▶ _Task requirements_:
Print the records below exactly as they appear.

(Stored data entries)
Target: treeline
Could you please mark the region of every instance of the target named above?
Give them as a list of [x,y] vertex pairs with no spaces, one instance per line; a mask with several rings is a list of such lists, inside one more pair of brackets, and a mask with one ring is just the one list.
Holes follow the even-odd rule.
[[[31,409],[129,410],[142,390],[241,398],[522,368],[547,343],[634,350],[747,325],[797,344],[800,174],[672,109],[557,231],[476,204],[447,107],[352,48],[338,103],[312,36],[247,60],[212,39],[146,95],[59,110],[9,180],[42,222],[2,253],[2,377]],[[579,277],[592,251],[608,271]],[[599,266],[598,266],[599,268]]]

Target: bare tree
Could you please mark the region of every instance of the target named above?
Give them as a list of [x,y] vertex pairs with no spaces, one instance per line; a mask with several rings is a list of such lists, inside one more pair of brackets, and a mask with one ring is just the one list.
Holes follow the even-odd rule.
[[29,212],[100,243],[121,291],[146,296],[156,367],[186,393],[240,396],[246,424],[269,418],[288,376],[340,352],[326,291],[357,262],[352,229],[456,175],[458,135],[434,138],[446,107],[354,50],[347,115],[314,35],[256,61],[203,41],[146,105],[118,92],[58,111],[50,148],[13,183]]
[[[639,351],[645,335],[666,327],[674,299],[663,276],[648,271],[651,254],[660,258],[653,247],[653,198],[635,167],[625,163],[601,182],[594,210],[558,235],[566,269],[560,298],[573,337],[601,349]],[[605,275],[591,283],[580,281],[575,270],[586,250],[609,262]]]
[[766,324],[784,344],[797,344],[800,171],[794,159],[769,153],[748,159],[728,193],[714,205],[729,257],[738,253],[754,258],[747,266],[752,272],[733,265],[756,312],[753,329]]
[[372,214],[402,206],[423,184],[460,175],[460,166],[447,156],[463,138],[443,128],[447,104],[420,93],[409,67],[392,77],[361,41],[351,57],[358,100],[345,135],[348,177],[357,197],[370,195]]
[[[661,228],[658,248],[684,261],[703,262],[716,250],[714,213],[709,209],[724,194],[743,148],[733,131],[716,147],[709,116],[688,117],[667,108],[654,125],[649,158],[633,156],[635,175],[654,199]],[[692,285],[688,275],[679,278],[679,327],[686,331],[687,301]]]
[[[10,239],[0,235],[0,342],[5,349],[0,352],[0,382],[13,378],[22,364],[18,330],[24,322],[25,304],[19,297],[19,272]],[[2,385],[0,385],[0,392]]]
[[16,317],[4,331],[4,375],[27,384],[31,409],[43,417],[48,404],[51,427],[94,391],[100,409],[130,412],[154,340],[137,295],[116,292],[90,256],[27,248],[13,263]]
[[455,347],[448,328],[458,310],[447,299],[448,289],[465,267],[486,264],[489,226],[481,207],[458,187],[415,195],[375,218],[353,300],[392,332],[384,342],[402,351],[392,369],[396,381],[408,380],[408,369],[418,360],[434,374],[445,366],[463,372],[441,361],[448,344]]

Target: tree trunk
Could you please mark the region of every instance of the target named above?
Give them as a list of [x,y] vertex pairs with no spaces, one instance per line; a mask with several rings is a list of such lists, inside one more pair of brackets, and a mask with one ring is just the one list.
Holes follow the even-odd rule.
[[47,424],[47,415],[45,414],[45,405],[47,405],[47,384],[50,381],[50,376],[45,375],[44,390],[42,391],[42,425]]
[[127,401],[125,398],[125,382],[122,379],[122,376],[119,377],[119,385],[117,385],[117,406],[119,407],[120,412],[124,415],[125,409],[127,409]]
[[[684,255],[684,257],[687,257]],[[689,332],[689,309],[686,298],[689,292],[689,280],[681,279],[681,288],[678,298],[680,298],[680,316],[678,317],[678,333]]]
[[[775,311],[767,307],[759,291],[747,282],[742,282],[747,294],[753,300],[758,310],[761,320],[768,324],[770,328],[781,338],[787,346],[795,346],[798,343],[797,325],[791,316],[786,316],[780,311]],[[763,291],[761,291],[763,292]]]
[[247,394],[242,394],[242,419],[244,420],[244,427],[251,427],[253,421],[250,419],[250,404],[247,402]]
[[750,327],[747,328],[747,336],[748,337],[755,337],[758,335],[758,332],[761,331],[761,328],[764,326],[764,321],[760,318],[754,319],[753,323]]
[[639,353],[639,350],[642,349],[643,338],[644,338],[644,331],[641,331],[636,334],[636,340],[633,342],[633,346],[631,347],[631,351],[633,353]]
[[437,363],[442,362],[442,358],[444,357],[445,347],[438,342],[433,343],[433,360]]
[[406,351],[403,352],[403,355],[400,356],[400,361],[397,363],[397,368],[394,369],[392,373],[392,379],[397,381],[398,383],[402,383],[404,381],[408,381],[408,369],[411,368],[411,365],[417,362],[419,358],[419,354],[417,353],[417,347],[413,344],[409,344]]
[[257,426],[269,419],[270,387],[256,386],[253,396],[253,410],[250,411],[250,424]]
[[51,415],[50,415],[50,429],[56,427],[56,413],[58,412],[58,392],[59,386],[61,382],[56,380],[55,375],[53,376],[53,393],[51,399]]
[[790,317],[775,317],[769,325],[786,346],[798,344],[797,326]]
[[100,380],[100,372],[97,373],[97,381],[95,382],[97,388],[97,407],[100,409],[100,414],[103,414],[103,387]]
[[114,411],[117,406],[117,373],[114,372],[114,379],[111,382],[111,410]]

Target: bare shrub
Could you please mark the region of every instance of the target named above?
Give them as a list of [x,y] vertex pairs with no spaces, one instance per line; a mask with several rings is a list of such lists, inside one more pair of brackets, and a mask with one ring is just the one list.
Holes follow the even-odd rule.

▶ _Response_:
Target: treeline
Could you please mark the region of every instance of the target named above?
Give them as a list of [x,y] vertex pairs with no spaces, one instance per line; a mask with several rings is a list of such lists, inside one more pair of brackets, and a mask with one ring is just the one list.
Holes follow the even-odd rule.
[[[31,409],[129,410],[142,390],[241,398],[522,368],[547,343],[634,350],[747,325],[797,344],[800,174],[672,109],[557,231],[476,204],[447,107],[352,48],[338,103],[312,36],[247,60],[212,39],[146,95],[59,110],[9,180],[42,222],[2,253],[2,377]],[[579,277],[592,251],[608,271]],[[599,266],[598,266],[599,268]]]

Target: bare tree
Could you please mark the region of every instance of the target named above?
Give them as a list of [x,y] vertex pairs with no spaces, one instance per line; a mask with several rings is a list of such lists, inside one more pair of brackets, and a mask with one ring is just the one list.
Holes follow the even-odd rule.
[[29,212],[100,243],[121,291],[146,296],[156,367],[186,393],[240,396],[246,424],[269,418],[288,376],[340,352],[326,291],[357,262],[352,229],[456,175],[458,135],[434,138],[446,107],[354,50],[347,115],[314,35],[256,61],[203,41],[146,105],[118,92],[58,111],[50,148],[13,183]]
[[[639,351],[645,335],[666,327],[674,299],[663,276],[648,271],[651,254],[660,258],[653,247],[653,198],[635,167],[625,163],[601,182],[594,210],[558,235],[566,269],[560,298],[573,337],[601,349]],[[605,275],[591,283],[580,281],[575,270],[586,250],[609,262]]]
[[766,324],[784,344],[797,344],[800,171],[794,159],[769,153],[748,159],[728,193],[714,205],[729,257],[738,253],[754,258],[747,266],[752,272],[733,265],[756,312],[753,329]]
[[372,214],[402,206],[423,184],[460,175],[460,166],[447,156],[463,138],[443,128],[447,104],[420,93],[409,67],[392,77],[361,41],[351,57],[358,100],[345,135],[348,177],[357,197],[370,195]]
[[[661,228],[658,248],[684,261],[703,262],[716,250],[714,213],[709,209],[724,194],[743,148],[733,131],[716,147],[709,116],[688,117],[667,108],[654,125],[649,158],[633,156],[635,175],[654,199]],[[692,285],[688,275],[679,278],[679,327],[686,331],[687,301]]]
[[[10,239],[0,235],[0,342],[5,349],[0,352],[0,382],[13,378],[22,364],[18,330],[24,322],[25,304],[19,297],[19,272]],[[2,385],[0,385],[0,392]]]
[[16,317],[4,331],[4,375],[27,384],[31,409],[43,417],[48,404],[51,427],[94,391],[100,409],[130,412],[154,340],[137,295],[116,292],[90,256],[27,248],[13,263]]
[[455,347],[448,328],[458,310],[447,299],[448,289],[465,267],[486,264],[489,226],[481,207],[458,187],[415,195],[375,218],[353,300],[392,332],[384,342],[402,351],[392,369],[396,381],[408,380],[408,369],[418,360],[434,374],[445,366],[463,372],[441,361],[448,344]]

Target: tree trunk
Could you please mark the region of every instance of the target named above?
Give them as a list of [x,y] vertex pairs with no spaces, one instance per line; a mask with several rings is a list of such lists, inside one more pair of brackets, and a mask with one ring is just the one list.
Holes follow the even-odd rule.
[[47,424],[47,415],[45,414],[45,405],[47,405],[47,384],[50,381],[50,376],[45,375],[44,390],[42,391],[42,425]]
[[127,401],[125,398],[125,382],[122,379],[122,376],[119,377],[119,385],[117,385],[117,406],[119,407],[120,412],[124,415],[125,409],[127,409]]
[[[684,255],[684,257],[687,257]],[[689,332],[689,309],[686,298],[689,292],[689,280],[681,279],[681,288],[678,298],[680,298],[680,316],[678,317],[678,333]]]
[[[775,311],[767,307],[759,291],[747,282],[742,282],[747,294],[753,300],[758,310],[761,320],[768,324],[770,328],[781,338],[787,346],[795,346],[798,343],[797,325],[791,316],[786,316],[780,311]],[[763,291],[761,291],[763,292]]]
[[247,394],[242,394],[242,419],[244,420],[244,427],[251,427],[253,421],[250,419],[250,404],[247,402]]
[[750,327],[747,328],[747,336],[748,337],[755,337],[758,335],[758,332],[761,331],[761,328],[764,326],[764,321],[760,318],[754,319],[753,323]]
[[639,353],[639,350],[642,349],[643,338],[644,338],[644,331],[641,331],[636,334],[636,340],[633,342],[633,346],[631,347],[631,351],[633,353]]
[[437,363],[442,362],[442,358],[444,357],[445,347],[438,342],[433,343],[433,360]]
[[406,351],[403,352],[403,355],[400,356],[400,361],[397,363],[397,368],[394,369],[392,373],[392,379],[397,381],[398,383],[402,383],[404,381],[408,381],[408,369],[411,368],[411,365],[417,362],[419,358],[419,354],[417,353],[417,347],[413,344],[409,344]]
[[257,426],[269,419],[270,387],[256,386],[253,396],[253,410],[250,411],[250,424]]
[[51,415],[50,415],[50,429],[56,427],[56,413],[58,412],[58,392],[59,386],[61,382],[56,380],[55,375],[53,376],[53,393],[51,399]]
[[790,317],[775,317],[769,325],[786,346],[798,344],[797,326]]
[[100,380],[100,372],[97,373],[97,381],[95,382],[97,388],[97,407],[100,409],[100,414],[103,414],[103,387]]
[[114,411],[117,406],[117,373],[114,372],[114,379],[111,382],[111,410]]

Target: bare shrub
Could you please mark the region of every instance of the target named above?
Give them as a list of [x,y] vertex pairs with no spaces, one instance per line; a mask with several rings is a list of such lists, inside one more pair of brackets, and a mask with one ring is just the one list.
Holes follow the even-odd rule.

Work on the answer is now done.